Point annotation records:

= = = = = = =

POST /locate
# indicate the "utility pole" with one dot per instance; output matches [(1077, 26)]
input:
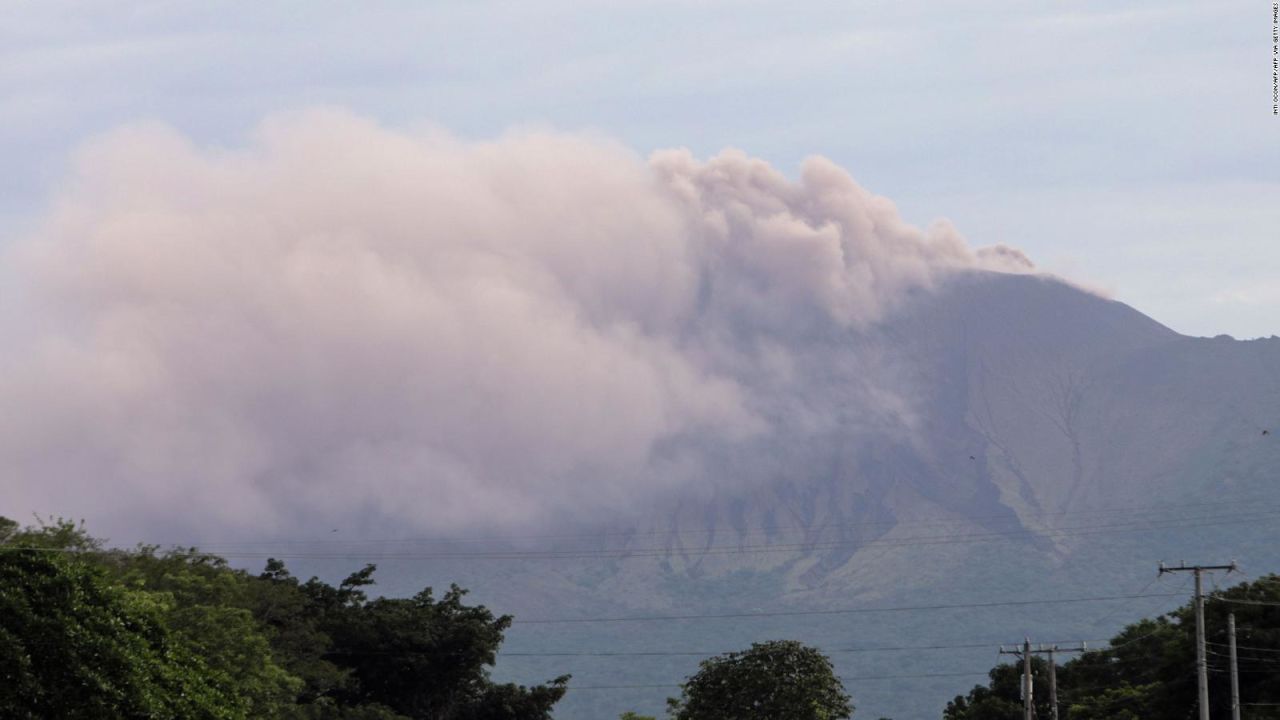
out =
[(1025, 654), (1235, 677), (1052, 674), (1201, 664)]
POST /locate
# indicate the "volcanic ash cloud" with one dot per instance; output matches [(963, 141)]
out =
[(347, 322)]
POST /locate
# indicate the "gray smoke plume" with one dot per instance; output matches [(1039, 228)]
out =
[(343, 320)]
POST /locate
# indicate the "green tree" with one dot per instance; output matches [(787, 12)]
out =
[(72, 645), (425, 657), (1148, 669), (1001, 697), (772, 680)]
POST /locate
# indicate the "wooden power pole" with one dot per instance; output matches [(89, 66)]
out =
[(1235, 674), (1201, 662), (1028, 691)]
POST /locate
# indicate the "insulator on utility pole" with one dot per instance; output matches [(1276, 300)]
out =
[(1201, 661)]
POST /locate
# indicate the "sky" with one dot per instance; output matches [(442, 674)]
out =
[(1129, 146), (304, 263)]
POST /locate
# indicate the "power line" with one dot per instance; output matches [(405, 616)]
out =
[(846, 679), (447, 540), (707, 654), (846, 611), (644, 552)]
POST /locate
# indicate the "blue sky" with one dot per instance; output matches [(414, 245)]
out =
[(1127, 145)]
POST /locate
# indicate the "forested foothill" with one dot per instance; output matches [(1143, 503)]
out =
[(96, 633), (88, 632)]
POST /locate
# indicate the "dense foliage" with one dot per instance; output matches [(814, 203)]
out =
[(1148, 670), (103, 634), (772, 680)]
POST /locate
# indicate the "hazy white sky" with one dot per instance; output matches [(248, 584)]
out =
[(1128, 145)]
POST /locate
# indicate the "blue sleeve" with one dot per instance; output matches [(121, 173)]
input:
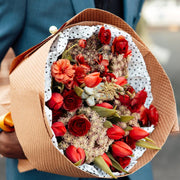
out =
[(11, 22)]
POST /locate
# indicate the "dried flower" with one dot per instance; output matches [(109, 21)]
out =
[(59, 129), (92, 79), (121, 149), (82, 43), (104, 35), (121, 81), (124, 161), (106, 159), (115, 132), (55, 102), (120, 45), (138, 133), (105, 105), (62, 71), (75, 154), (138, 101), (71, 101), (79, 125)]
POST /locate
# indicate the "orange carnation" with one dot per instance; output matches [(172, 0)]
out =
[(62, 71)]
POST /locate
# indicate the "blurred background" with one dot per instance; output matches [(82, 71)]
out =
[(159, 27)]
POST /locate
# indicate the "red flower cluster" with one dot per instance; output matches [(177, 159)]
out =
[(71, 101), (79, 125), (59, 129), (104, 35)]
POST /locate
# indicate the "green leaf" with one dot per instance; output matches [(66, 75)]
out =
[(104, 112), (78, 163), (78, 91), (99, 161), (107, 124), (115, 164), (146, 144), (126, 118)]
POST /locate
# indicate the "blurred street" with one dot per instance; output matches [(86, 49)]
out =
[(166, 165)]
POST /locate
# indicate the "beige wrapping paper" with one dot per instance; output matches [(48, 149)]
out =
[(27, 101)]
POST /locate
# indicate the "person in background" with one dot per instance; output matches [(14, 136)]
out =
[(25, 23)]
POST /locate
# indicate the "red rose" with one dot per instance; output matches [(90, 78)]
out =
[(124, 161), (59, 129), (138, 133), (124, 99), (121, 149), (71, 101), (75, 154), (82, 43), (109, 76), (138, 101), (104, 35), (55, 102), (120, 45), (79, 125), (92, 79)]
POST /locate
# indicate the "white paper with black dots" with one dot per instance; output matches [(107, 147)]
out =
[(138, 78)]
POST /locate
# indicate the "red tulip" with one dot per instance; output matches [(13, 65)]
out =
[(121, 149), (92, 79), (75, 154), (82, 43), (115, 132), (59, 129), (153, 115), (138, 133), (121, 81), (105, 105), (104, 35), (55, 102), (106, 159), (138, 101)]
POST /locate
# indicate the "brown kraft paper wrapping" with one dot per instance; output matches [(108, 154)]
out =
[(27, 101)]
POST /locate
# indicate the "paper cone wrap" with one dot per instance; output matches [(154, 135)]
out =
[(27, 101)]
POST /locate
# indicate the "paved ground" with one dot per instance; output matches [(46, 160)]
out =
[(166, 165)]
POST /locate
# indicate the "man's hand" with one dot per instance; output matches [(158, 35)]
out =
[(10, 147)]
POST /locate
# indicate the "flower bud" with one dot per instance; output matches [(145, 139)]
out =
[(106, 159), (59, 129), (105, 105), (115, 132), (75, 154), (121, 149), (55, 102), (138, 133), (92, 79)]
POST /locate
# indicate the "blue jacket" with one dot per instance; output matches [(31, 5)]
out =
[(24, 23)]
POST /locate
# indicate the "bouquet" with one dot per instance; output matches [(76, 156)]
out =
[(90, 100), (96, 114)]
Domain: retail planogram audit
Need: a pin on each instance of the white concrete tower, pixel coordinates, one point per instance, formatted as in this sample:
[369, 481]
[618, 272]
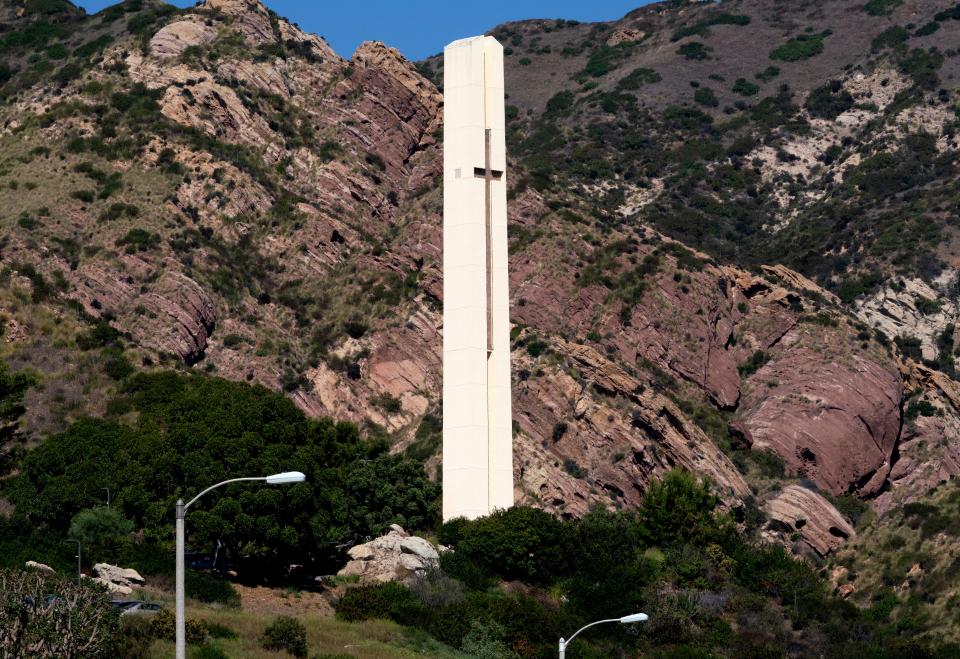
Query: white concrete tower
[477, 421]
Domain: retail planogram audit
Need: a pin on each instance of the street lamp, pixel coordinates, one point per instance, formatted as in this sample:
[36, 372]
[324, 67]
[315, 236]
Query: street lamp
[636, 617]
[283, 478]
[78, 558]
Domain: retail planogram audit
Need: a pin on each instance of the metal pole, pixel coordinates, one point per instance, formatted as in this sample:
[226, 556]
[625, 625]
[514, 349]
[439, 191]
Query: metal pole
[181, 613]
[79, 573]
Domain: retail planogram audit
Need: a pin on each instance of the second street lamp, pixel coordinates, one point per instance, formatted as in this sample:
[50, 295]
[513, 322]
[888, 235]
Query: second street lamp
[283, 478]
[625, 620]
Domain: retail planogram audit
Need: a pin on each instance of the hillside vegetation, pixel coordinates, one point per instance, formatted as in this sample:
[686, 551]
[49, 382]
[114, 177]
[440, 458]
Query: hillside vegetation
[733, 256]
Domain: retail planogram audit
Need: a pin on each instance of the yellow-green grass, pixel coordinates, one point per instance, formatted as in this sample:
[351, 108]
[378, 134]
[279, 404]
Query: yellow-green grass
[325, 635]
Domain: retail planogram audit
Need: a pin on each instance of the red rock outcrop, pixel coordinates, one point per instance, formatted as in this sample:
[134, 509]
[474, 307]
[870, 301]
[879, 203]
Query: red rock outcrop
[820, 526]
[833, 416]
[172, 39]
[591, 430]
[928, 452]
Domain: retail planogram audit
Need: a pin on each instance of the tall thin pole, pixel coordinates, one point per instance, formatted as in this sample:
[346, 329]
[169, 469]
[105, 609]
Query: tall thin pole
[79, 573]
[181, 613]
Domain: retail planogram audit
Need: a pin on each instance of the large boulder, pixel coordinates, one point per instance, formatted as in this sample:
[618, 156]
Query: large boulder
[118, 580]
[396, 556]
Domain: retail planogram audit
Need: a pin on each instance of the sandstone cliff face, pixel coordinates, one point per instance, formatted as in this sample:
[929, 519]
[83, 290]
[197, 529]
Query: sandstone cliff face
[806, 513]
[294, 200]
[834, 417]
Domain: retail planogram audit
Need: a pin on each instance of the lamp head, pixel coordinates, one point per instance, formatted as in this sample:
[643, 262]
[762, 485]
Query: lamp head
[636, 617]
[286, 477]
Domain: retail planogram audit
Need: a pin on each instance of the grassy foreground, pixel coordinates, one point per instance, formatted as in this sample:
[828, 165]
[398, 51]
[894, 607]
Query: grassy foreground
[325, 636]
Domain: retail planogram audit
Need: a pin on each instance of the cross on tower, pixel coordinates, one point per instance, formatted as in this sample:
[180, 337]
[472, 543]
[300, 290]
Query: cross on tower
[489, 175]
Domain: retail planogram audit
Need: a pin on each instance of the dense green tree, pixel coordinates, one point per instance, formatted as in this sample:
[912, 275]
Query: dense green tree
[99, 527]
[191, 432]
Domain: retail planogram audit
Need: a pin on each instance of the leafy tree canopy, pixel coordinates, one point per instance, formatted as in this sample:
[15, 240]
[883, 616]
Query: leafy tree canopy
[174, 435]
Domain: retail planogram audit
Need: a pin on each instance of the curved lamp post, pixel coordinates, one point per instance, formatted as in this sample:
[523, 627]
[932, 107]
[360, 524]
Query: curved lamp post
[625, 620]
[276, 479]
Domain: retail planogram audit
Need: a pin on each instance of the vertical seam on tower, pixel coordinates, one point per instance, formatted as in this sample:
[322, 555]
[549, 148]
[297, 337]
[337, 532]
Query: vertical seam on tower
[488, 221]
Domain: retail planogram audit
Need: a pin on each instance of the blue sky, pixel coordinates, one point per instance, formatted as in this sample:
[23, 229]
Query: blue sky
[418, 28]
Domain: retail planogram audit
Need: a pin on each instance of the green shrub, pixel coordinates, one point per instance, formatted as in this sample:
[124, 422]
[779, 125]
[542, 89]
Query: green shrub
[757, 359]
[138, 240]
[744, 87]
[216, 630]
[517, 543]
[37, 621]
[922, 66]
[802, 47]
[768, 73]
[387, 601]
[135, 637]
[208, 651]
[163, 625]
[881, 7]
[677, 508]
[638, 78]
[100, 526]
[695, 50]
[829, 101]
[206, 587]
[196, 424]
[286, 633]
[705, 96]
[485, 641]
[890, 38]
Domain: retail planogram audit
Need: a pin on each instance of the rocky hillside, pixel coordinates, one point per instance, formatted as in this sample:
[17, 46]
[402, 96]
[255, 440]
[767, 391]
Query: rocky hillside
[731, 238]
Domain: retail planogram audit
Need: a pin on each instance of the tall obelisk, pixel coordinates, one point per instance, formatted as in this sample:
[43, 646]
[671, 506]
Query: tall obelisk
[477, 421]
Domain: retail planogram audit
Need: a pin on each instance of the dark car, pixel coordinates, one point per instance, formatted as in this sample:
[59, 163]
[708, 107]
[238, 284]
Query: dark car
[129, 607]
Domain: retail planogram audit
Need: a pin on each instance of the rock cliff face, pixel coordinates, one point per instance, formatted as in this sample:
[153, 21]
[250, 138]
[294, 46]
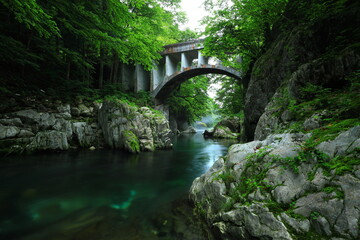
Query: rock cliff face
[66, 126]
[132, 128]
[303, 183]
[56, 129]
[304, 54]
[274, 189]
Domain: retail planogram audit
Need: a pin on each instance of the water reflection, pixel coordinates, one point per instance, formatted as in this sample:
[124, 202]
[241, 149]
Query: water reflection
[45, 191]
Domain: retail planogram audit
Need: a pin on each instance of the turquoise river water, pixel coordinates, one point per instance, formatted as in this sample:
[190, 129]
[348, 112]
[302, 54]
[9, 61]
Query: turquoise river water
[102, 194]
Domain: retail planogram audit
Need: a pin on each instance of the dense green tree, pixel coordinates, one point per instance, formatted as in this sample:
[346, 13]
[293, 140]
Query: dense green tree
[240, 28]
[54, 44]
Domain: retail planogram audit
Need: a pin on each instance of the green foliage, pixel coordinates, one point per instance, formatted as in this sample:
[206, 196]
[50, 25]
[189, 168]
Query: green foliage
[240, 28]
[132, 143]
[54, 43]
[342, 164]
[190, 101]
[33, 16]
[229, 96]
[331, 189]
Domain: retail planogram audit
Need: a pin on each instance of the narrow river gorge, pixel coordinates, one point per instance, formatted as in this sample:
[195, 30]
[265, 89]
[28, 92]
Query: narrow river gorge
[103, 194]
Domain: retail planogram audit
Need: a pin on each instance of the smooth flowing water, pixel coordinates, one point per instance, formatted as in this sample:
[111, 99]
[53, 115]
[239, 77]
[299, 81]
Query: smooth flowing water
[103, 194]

= = = = = = =

JOB: Reproduce the stretch of the material from its start through the line containing "101), (79, 125)]", both ends included. Omit the pictures.

EXERCISE OUTPUT:
POST /locate
# indicate the "utility pole" with one dot per instance; output matches [(1077, 26)]
input:
out =
[(1025, 654), (1235, 677), (1052, 674), (1201, 664)]
POST /locate
# indicate the "volcanic ash cloud" with one dot per instance; output matches [(963, 141)]
out =
[(347, 322)]
POST /locate
# indicate the "gray smoke plume" with one dot per instance; output matches [(1039, 228)]
out =
[(343, 320)]
POST /locate
# indicate the "green tree" with one dot per instance; output matches [(787, 12)]
out =
[(72, 645), (425, 657), (1148, 669), (1001, 697), (772, 680)]
POST /locate
# indicate the "wooden power pole" with one dot per instance; output matches [(89, 66)]
out =
[(1235, 674), (1201, 662), (1028, 691)]
POST /locate
# indicate the "insulator on utility pole" with one dot per instance; output matches [(1276, 300)]
out =
[(1201, 661)]
POST /locate
# indicate the "sky" with one dot per instance; output matches [(442, 674)]
out =
[(1129, 146), (304, 263)]
POST /locate
# indicate the "power line" with one dot per instance; output matches [(405, 616)]
out =
[(846, 679), (447, 540), (707, 654), (846, 611), (644, 552)]
POST /locate
# indicate the "blue sky" with one dot per instance; output matches [(414, 245)]
out =
[(1127, 145)]
POST /locate
# indicate the "forested foothill" with one dot per instance; output matches [(1143, 503)]
out =
[(96, 633), (88, 632)]
POST /locate
# indicate the "dense foliage" with one dot per instance; output matches [(814, 203)]
out =
[(1148, 670), (103, 634), (772, 680)]
POST /locate
# indicate the "hazy white sky" with one dot per instance; output matches [(248, 584)]
out =
[(1128, 145)]
POST /locate
# indicate the "blue sleeve" with one dot per instance; output matches [(121, 173)]
input:
out =
[(11, 22)]
POST /locate
# indicate the "dried flower" with one dot per instance; output matches [(109, 21)]
out =
[(59, 129), (92, 79), (121, 149), (82, 43), (104, 35), (121, 81), (124, 161), (106, 159), (115, 132), (55, 102), (120, 45), (138, 133), (105, 105), (62, 71), (75, 154), (138, 101), (71, 101), (79, 125)]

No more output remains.